↓↓↓

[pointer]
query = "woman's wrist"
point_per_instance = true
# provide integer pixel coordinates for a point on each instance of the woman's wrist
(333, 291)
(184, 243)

↑↑↑

WHAT TO DO = Copy the lines above word for word, keeping every character and line break unchanged.

FINISHED ANSWER =
[pointer]
query = "woman's wrist"
point_per_instance = true
# provide integer pixel coordinates for a point on each instance of the woman's wrist
(333, 291)
(184, 243)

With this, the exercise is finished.